── Extrait du document ──

Une pauvreté multi-générationnelle

Embauchés dans les plantations de tabac, les enfants sont éloignés de toute scolarité et de toute perspective d’évolution. Dans une étude réalisée en 2000, 25% des fermiers Malawiens n’avaient bénéficié d’aucune éducation scolaire, 40% ne savaient pas lire, 40% ne savaient pas écrire, et 40% ne savaient pas compter [20]. Ainsi, la culture du tabac au Malawi, loin d’enrichir la population, en enferme une partie dans des cycles de pauvreté multigénérationnels, difficiles à rompre. Selon la même étude, parmi ces 80 000 enfants, 10% ne vont pas à l’école primaire, et 91% ne vont pas dans le secondaire (en n’observant que le quintile le plus riche).

Si l’industrie du tabac a multiplié les déclarations de bonnes intentions à ce sujet, arguant sa volonté d’en finir avec l’exploitation des enfants, il n’en demeure pas moins que cette main d’œuvre gratuite a permis d’économiser 10,6 millions de dollars entre 2000 et 2016[21]. Ainsi donc on observe une fois de plus l’incompatibilité structurelle entre les intérêts financiers de l’industrie du tabac et les objectifs de développement durable tels qu’ils ont été définis par les Nations Unies.

───
── Matériel fourni ──

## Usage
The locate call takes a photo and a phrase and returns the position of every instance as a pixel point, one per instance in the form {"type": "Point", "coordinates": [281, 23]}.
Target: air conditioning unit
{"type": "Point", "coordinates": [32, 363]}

───

• _Exercice donné 1_:
Dans l'extrait sur la culture du tabac au Malawi, recopiez sans rien changer le passage qui va de « Une pauvreté multi-générationnelle » jusqu'à « le plus riche). ».
• _Exercice donné 2_:
D'après l'extrait sur la culture du tabac au Malawi, combien l'industrie du tabac a-t-elle économisé grâce à la main-d'œuvre gratuite des enfants entre 2000 et 2016 ?

• _Réponse attendue 1_:
Une pauvreté multi-générationnelle

Embauchés dans les plantations de tabac, les enfants sont éloignés de toute scolarité et de toute perspective d’évolution. Dans une étude réalisée en 2000, 25% des fermiers Malawiens n’avaient bénéficié d’aucune éducation scolaire, 40% ne savaient pas lire, 40% ne savaient pas écrire, et 40% ne savaient pas compter [20]. Ainsi, la culture du tabac au Malawi, loin d’enrichir la population, en enferme une partie dans des cycles de pauvreté multigénérationnels, difficiles à rompre. Selon la même étude, parmi ces 80 000 enfants, 10% ne vont pas à l’école primaire, et 91% ne vont pas dans le secondaire (en n’observant que le quintile le plus riche).

• _Réponse attendue 2_:
10,6 millions de dollars.